* **Exercise brief**
Print the data that follows exactly.

* **Provided records**

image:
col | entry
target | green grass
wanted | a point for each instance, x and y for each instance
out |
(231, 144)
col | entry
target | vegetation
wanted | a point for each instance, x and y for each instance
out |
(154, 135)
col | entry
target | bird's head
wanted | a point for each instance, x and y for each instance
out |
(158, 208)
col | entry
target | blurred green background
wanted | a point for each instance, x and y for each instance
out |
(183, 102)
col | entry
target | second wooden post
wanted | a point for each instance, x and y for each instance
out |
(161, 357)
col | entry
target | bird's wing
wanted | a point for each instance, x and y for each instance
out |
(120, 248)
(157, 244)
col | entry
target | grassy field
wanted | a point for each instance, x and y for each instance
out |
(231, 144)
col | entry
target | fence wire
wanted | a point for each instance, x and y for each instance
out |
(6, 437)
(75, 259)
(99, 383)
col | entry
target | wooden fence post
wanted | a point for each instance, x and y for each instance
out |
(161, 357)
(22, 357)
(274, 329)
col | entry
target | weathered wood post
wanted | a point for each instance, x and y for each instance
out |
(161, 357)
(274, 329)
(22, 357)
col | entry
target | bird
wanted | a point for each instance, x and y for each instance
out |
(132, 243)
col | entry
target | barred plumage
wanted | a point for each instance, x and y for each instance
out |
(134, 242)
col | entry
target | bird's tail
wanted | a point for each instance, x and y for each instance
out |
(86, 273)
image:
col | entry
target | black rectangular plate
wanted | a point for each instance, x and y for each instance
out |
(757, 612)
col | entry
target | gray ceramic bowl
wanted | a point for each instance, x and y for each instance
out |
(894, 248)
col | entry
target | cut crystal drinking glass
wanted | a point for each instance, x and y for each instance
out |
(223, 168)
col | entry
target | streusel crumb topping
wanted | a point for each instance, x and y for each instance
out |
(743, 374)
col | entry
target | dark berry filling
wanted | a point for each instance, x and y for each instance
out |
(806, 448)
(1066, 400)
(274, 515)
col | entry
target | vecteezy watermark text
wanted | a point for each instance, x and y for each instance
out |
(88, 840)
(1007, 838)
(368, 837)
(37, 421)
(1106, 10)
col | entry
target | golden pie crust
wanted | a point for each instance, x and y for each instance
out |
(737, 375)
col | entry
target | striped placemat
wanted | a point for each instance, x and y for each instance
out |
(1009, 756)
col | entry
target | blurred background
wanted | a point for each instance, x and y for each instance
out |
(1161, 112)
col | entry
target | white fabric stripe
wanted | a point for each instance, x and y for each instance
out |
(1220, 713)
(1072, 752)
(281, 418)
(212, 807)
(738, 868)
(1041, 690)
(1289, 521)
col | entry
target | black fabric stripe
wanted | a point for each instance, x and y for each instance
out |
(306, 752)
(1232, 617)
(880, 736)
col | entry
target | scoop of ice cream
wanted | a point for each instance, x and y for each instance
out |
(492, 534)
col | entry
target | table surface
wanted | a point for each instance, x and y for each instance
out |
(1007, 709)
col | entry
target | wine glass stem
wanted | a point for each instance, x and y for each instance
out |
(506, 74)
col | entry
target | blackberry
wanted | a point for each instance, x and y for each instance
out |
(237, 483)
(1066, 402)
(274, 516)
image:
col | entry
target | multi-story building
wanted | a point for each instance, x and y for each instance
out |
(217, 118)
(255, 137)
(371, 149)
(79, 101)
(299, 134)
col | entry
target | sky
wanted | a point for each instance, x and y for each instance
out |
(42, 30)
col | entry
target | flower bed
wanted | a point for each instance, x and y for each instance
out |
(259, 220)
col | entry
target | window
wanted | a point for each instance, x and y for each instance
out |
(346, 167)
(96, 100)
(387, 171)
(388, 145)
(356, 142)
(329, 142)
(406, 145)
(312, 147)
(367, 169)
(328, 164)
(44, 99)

* **Exercise response**
image:
col | entry
target | green grass
wanted | a point for each instance, x and y for each instance
out |
(231, 144)
col | entry
target | vegetation
wanted | a point for each instance, x and y for each instance
out |
(154, 135)
col | entry
target | bird's head
wanted | a point for each instance, x and y for each instance
out |
(158, 208)
col | entry
target | blurred green background
wanted | a point for each instance, x and y for each instance
out |
(183, 102)
col | entry
target | second wooden post
wanted | a point for each instance, x and y for each instance
out |
(161, 357)
col | entry
target | bird's wing
wanted | a point for each instance, x and y for each instance
out |
(120, 248)
(157, 244)
col | entry
target | grassy field
wanted | a point for each instance, x and y for each instance
out |
(231, 144)
col | entry
target | fence wire
wanted | a point for each instance, x and y for each instance
out |
(6, 437)
(75, 259)
(99, 383)
col | entry
target | wooden fence post
wanted | a point for each instance, x and y for each instance
out |
(161, 357)
(22, 357)
(274, 329)
col | entry
target | weathered wood post
wanted | a point for each instance, x and y for each instance
out |
(161, 357)
(274, 329)
(22, 357)
col | entry
target | bird
wanted | a point for each instance, x and y for each instance
out |
(132, 243)
col | entry
target | barred plumage
wanted | a point for each instance, x and y for each instance
out |
(134, 242)
col | entry
target | bird's tail
wanted | a point for each instance, x and y for each instance
out |
(86, 273)
image:
col | entry
target | black rectangular plate
wanted | a point for each instance, x and y for each instance
out |
(757, 612)
col | entry
target | gray ceramic bowl
wanted | a point for each instance, x and y for each instance
out |
(894, 248)
col | entry
target | cut crystal drinking glass
wanted | a point for each instance, x and y for each instance
out |
(223, 168)
col | entry
target | streusel crumb topping
wanted | a point for each instance, x and y for each instance
out |
(743, 374)
col | entry
target | dark berry filling
wanted | a point for each instance, x and y for each instance
out |
(806, 448)
(1066, 400)
(274, 515)
col | entry
target | vecteezy watermark text
wanted | a point for each instance, x and y for each instance
out |
(88, 840)
(1007, 838)
(368, 837)
(37, 421)
(1106, 10)
col | entry
target | golden pie crust
wanted | a point for each instance, x and y for each instance
out |
(737, 375)
col | entry
target | striped placemat
wanted | a point for each instance, x and y for each instance
out |
(1009, 756)
col | entry
target | blurred background
wanted | a point for each instance, x and y for each instance
out |
(1161, 112)
col | entry
target | white fabric stripe
wanted | a point for each instance, x and y for each instance
out |
(1220, 713)
(1072, 752)
(281, 418)
(212, 807)
(738, 868)
(1041, 690)
(1289, 521)
col | entry
target | black fabric stripe
wanted | a point for each instance, x and y for each instance
out |
(306, 752)
(1232, 617)
(880, 736)
col | entry
target | scoop of ice cream
wanted | a point for each instance, x and y for each instance
out |
(492, 534)
col | entry
target | table surface
wanted | a point for each instance, x and y for each instance
out |
(1007, 709)
col | entry
target | wine glass stem
wanted | a point for each instance, x and y for each instance
out |
(506, 74)
col | entry
target | blackberry
wanted | a point for each instance, x and y for each instance
out |
(237, 483)
(1066, 402)
(274, 516)
image:
col | entry
target | multi-story building
wanted | a point for each instance, x and y for each instance
out |
(217, 118)
(255, 137)
(371, 149)
(79, 101)
(299, 134)
col | entry
target | sky
wanted | a point for each instance, x and y for each instance
out |
(42, 30)
col | entry
target | flower bed
wanted | a point for each instance, x and y for each instance
out |
(259, 220)
col | entry
target | window
wanted | a point for each instance, x and y for each instance
out |
(346, 167)
(96, 100)
(387, 171)
(388, 145)
(356, 142)
(329, 142)
(406, 145)
(312, 147)
(367, 169)
(328, 164)
(44, 99)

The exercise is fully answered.